> **The records**:
· · · · · · ·

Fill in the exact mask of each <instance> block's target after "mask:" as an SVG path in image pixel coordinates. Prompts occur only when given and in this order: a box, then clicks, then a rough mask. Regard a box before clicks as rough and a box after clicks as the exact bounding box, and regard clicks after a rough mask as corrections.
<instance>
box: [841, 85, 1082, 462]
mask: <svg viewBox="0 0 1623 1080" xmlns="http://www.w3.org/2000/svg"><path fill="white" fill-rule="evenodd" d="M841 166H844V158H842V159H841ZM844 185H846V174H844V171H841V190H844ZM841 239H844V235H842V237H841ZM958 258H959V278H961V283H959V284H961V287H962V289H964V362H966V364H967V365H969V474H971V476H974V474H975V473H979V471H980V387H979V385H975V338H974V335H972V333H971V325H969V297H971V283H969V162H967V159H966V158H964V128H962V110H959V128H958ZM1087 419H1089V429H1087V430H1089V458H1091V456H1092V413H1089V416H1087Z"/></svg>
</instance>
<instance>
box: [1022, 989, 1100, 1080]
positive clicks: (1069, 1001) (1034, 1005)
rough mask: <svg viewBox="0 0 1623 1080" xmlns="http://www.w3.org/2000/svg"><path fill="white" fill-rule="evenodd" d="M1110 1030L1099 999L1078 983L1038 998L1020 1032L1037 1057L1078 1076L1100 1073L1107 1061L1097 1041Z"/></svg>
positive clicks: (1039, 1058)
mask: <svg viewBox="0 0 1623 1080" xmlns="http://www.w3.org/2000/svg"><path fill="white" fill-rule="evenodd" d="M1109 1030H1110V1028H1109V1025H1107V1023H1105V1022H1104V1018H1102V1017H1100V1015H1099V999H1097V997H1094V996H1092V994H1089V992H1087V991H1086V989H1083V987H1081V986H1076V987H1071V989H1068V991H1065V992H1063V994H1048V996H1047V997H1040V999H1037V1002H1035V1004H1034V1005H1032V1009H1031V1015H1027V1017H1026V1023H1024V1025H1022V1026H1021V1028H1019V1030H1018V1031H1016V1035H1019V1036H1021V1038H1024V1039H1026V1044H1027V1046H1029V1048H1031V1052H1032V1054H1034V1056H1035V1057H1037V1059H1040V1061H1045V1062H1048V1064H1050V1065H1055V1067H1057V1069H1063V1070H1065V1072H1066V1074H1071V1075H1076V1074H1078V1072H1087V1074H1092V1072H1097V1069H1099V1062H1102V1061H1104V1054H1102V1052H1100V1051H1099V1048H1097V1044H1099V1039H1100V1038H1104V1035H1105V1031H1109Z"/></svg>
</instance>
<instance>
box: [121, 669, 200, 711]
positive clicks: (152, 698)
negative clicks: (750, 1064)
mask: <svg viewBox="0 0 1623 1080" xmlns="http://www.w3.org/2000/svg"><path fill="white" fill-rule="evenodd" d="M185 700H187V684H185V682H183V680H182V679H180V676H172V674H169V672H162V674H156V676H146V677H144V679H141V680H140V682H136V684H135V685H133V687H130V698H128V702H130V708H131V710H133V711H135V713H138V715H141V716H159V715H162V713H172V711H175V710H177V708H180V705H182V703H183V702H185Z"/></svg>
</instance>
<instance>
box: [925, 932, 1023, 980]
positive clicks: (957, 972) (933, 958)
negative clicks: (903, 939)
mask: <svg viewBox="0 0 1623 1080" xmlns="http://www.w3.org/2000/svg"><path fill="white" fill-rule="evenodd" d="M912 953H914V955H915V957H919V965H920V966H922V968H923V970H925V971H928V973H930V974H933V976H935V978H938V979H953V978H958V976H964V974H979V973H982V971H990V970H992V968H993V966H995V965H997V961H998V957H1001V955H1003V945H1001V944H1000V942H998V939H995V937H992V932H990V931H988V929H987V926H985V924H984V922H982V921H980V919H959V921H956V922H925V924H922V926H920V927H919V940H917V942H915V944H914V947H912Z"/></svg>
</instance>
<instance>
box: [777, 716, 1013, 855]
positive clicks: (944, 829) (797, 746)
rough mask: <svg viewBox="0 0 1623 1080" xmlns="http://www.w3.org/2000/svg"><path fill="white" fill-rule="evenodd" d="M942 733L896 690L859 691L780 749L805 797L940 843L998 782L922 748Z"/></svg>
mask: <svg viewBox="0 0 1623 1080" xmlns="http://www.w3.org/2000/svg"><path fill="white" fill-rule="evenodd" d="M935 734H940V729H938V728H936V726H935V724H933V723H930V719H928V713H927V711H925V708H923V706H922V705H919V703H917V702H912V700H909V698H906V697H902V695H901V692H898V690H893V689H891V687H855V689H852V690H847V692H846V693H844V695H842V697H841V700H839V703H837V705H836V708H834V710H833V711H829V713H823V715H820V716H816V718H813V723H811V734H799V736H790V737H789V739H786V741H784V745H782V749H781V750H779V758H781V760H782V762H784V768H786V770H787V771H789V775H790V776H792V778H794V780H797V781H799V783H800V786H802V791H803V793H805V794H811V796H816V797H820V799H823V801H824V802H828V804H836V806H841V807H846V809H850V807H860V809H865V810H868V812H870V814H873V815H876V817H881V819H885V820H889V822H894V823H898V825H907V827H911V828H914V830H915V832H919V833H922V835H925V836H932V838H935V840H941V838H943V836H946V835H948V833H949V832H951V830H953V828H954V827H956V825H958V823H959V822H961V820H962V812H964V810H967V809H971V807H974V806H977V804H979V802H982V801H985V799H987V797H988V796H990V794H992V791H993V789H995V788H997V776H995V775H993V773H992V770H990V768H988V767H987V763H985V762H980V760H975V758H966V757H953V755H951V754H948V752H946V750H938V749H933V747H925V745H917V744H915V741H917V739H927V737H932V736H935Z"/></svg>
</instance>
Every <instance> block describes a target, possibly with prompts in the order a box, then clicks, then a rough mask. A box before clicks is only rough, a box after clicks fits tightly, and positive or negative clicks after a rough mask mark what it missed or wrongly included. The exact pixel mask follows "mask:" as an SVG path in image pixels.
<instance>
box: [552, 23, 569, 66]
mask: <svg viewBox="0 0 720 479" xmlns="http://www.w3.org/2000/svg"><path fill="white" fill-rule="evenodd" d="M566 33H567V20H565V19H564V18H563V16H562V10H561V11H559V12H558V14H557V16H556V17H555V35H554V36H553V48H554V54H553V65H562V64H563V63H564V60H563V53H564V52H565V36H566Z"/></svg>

· · · · · · ·

> **Assigned task**: Retype the items word for word, starting with their first line and ending with the line that contains "box: [841, 85, 1082, 462]".

> **Answer section**:
Fill in the exact mask of each <instance> block's target after "mask:" as an SVG path in image pixel coordinates. Prompts occur only when given and in this order: a box, then clicks, then a rough mask. Regard a box before clicks as rough and a box after clicks as the exact bounding box, and regard clicks after a rough mask as corrections.
<instance>
box: [841, 85, 1082, 462]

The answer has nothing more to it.